Quoted passage:
◇ ◇ ◇

SPEAKER_00I'm Andrew Wong from Wilderness Australia. I've been a forest ecologist and a forest activist for about 35 years. So when I was a forest ecologist, I specialized in wildlife survey and particularly arboreal marsupials. That's tree-dwelling mammals like uh possums and gliders. And I combined those two uh kind of areas of work. Once I saw that uh a lot of the study sites that I was working in as a scientist were getting logged. And at some point I thought to myself, well, I can keep studying these animals as they disappear, or I can stop them from disappearing. And that's when I shifted uh largely into activism.
SPEAKER_01Fantastic. And and what you're talking about right at the moment is a very special forest called Glenbog. Um, would you like to talk about your work in Glenbog and just give listeners a bit of an idea of where it is and why it's such a special forest, as are all the forests, but Glenbog's particularly special.
SPEAKER_00Glenbog State Forest is a really astonishing place. I think most people in Australia don't realise just how special and incredible some of our forests are. These are some of the biggest trees in the world. There's a bunch of high, high altitude or what's called cool temperate rainforest in a series of gullies at the top of the escarpment at the back of the Begar Valley. And in between those rainforest gullies are giant eucalypts dominated by brown barrels, eucalyptus fastidata. They can get up to 500 years old or possibly older. They can be uh maybe eight meters or nine meters in diameter. Uh and I mean they're just really incredible trees. And this is what we call a cloud forest. So cloud forests people normally think of a cloud forest as something in a tropical rainforest. And it's much rarer, but you can get cloud forests in temperate areas. And in Southeast Australia, there's only a few of them, and they're at the top of the eastern escarpment or the crest of the Great Dividing Range. And in Glenbog, we find both those geological features coexisting. So it it creates what's called orographic rainfall, uh, which is where the warm uh coastal breezes hit the escarpment and they get pushed upwards and they turn to cloud. And you get this thick fog regularly. Marie will know all about this living there. Absolutely. And the thick fog, the thick fog creates what's called canopy drip. So the trees act like a big sieve collecting water from the fog, and then it uh drips down onto the ground, and something like 50% of the water hitting the ground in these cloud forests can be from canopy drip. So not only does it get a lot more rain than the surrounding area, but but it gets double that from canopy drip. And that happens even during times of drought. So because this area is constantly uh receiving rain and canopy drip, giving it a moist microclimate uh throughout the year, but also through droughts, it creates what we call a refuge, a place where animals find a stronghold, even during drought, bushfire, climate change, and so on. And so we get these incredibly high numbers of all kinds of animals, but we're particularly interested right now in greater gliders and wombats.

◇ ◇ ◇

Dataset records
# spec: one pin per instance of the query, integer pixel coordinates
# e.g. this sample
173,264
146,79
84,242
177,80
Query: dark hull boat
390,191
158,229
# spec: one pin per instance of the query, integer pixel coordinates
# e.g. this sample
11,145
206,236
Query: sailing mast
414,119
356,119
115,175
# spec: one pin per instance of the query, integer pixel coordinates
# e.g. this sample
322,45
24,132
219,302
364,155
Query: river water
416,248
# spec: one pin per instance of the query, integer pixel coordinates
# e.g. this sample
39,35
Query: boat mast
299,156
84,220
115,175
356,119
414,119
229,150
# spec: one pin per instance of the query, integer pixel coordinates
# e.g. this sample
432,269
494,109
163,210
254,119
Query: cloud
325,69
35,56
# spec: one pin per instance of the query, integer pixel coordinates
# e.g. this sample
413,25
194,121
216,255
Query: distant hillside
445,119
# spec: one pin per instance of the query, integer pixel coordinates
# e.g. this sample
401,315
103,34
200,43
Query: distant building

◇ ◇ ◇

Required actions:
A - In the Glenbog interview, reproduce the part that begins with "SPEAKER_01Fantastic. And and" and ends with "Glenbog's particularly special.", replacing "special" with "remarkable" throughout.
B - Extend the Glenbog interview by continuing from the last sentence shown.
The dataset records play no role in this work.

Responses by task:
A -
SPEAKER_01Fantastic. And and what you're talking about right at the moment is a very remarkable forest called Glenbog. Um, would you like to talk about your work in Glenbog and just give listeners a bit of an idea of where it is and why it's such a remarkable forest, as are all the forests, but Glenbog's particularly remarkable.

B -
SPEAKER_01That is amazing. You you explaining so beautifully how that forest is actually working and and needs its, I would assume, canopy to be able to work in the way that you're talking about. What happens in in logging? What happens to that canopy and that amazing interaction?
SPEAKER_00So they used to do logging mainly with bulldozers and chainsaws. So a bulldozer would drive through and clear a path, and a logger would walk through with a chainsaw and cut a tree down. That was bad enough. But these days it's worse. They've shifted to using these large heavy machines called harvesters. They're 30 ton or more in size. They have a big claw with a chainsaw attached. And these days the loggers don't even get out of the cabin. They just drive around uh and cut trees down uh from the cabin of this machine. They can go through trees in a matter of minutes that used to take them, I don't know, half an hour back in the old days. They will clear huge areas of forest in a day. I mean it's really quite astonishing to watch. So this harvester machine will uh grab a tree with its claw, the chainsaw will cut it off, and it'll felt to the ground, then it'll cut off the base, it'll cut off the crown, it'll strip all the bark, and it'll place it in a log pile to be picked up by something called a finger. And then it will take the crown of the tree or the branches, and it will spread those around the forest floor, and it'll drive over them, and you end up with this dense mat, a bit like a sponge, uh completely covering something, but it's made up of hundreds of tons of solid wood.
SPEAKER_01I assume this, you know, dense mat of mess that's been left is probably also suppressing grasses rather than promoting them. What what's your feeling about that?
SPEAKER_00I mean, we go and look at areas that have been logged years ago, and it still is covered with this mass of debris and almost no grass. And of course, where there are gaps and grass is regrown, it's in very different conditions to an old undisturbed forest. So they're different species of grass. And they're the grasses that like to colonize newly disturbed areas or what what are called first succession species. And it's probably different to the grasses that wombats like to eat. Marie, you've done a lot of work on the types of grasses that they prefer. Does that sound right to you?
SPEAKER_03Absolutely. Yes, absolutely.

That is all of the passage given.